Can you rewrite the rows below so that every "instance" becomes "occurrence", with nothing else changed?

+++ Raw records +++

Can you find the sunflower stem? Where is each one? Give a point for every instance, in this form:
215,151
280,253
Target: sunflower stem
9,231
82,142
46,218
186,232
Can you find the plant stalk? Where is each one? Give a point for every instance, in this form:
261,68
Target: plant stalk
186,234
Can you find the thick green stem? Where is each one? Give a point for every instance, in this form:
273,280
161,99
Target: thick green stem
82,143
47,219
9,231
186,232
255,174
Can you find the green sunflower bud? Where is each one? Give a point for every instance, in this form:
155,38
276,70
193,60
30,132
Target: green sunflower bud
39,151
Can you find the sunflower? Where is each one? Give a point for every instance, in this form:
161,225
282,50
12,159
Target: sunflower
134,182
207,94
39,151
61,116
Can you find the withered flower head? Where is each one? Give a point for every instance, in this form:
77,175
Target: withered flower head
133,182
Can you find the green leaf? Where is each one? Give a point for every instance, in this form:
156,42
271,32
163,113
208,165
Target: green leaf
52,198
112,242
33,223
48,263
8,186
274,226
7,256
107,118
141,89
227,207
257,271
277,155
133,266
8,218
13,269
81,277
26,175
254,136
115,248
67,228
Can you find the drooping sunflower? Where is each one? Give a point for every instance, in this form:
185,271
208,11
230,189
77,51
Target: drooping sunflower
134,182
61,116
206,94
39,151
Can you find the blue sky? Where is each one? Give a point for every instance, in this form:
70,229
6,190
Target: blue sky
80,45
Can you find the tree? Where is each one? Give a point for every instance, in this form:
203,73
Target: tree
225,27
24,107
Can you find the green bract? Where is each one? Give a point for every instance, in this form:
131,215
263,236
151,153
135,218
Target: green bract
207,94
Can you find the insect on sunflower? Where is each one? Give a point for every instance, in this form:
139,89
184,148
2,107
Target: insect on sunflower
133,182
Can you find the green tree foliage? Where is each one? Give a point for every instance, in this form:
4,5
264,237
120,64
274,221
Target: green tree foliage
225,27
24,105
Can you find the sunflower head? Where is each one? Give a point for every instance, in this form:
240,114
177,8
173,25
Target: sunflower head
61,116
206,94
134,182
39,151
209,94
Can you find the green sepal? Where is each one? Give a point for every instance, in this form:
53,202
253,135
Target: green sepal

+++

• [Exercise solution]:
Can you find the sunflower stem? Where is each one? Give a point for every occurrence, in this form:
215,151
280,253
Target: sunflower stem
9,231
82,142
46,218
186,232
Can you find the plant stalk? Where is each one? Give a point for every occurrence, in this form:
261,68
Target: plant stalk
186,234
Can you find the thick green stem? Where is each one? Give a point for every occurrence, in this form:
273,280
161,99
Target: thick green stem
82,143
47,219
9,231
186,232
255,174
Can you find the green sunflower bud? Where is each one? Give a point for every occurrence, in this form:
155,38
276,70
193,60
30,132
Target: green sunflower bud
39,151
Can you find the sunflower? Where is each one? Give a point for every occurrence, in this form:
161,225
282,50
12,159
Target: sunflower
134,182
207,94
39,151
61,116
Can you find the withered flower head? Where is each one? Give a point for every occurrence, in this form:
77,175
Target: withered flower head
133,182
Can you find the green leaf? Where is each one? Give a point for every occurrence, in this form:
156,42
271,32
163,113
208,165
Target: green leaf
52,198
112,242
33,223
48,263
8,186
274,226
7,256
107,118
141,89
227,207
257,271
277,155
133,266
8,218
13,269
81,277
26,175
254,136
115,248
67,228
Can you find the drooping sunflower? Where is each one? Give a point for every occurrence, in this form:
185,271
208,11
230,189
77,51
Target: drooping sunflower
134,182
61,116
206,94
39,151
Can you find the blue sky? Where is each one? Give a point for every occurrence, in this form:
70,229
6,190
Target: blue sky
80,45
Can you find the tree? Where is each one? Give a point for every occurrence, in this form:
203,73
Target: tree
225,27
24,107
Can you find the green bract? Where is each one? Give a point for every occurrence, in this form:
131,215
263,236
151,153
135,218
Target: green bract
207,94
Can you find the insect on sunflower? Where is each one? Give a point for every occurrence, in this form:
139,89
184,148
2,107
Target: insect on sunflower
133,182
Can you find the green tree foliage? Where is each one? Give a point for every occurrence, in this form:
4,5
264,237
120,64
274,221
Target: green tree foliage
225,27
24,105
Can you find the sunflower head? Where is each one? Give a point for every occurrence, in this form:
240,114
177,8
173,25
Target: sunflower head
61,116
206,94
134,182
39,151
209,94
Can you find the green sepal? Where is each one? Give a point for every occurrence, in this form:
53,202
253,135
Target: green sepal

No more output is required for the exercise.